§ Task instructions
Identify each line in the rows below that contains the word "caterpillar" and copy those lines.

[Dataset rows about object locations]
--- begin ---
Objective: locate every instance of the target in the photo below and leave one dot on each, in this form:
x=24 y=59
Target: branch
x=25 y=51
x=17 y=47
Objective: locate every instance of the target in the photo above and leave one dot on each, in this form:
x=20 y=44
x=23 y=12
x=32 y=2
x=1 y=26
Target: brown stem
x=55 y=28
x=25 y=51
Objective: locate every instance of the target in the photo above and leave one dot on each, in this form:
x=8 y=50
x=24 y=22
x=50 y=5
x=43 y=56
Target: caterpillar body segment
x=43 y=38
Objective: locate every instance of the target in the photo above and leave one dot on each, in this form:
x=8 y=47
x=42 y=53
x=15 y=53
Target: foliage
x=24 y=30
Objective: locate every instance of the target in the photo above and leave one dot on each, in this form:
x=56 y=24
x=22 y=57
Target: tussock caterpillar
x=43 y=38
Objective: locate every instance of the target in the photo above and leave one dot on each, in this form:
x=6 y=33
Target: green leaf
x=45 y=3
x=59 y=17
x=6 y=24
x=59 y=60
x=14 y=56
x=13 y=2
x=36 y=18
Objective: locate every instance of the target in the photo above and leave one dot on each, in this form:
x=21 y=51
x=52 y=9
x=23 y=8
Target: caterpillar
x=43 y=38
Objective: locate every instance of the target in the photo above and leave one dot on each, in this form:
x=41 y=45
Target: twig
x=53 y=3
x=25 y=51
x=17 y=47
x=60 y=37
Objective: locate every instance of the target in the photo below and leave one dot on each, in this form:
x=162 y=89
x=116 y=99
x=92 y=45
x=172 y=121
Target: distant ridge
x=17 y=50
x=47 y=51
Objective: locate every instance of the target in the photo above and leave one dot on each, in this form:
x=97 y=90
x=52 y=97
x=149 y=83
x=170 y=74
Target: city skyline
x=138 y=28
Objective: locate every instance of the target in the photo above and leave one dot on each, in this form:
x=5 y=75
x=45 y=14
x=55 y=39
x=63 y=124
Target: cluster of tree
--- end ---
--- begin ---
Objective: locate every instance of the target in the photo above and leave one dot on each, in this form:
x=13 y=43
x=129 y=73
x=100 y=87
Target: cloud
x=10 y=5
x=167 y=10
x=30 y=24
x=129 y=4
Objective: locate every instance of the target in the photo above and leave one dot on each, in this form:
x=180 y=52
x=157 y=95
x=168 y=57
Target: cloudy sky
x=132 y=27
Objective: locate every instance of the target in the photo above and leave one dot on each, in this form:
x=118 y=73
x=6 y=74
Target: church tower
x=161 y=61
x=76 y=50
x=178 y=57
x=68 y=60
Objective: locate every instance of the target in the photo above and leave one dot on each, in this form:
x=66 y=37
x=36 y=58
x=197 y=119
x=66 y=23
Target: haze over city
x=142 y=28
--- end ---
§ Solution below
Target: caterpillar body segment
Target: tussock caterpillar
Target: caterpillar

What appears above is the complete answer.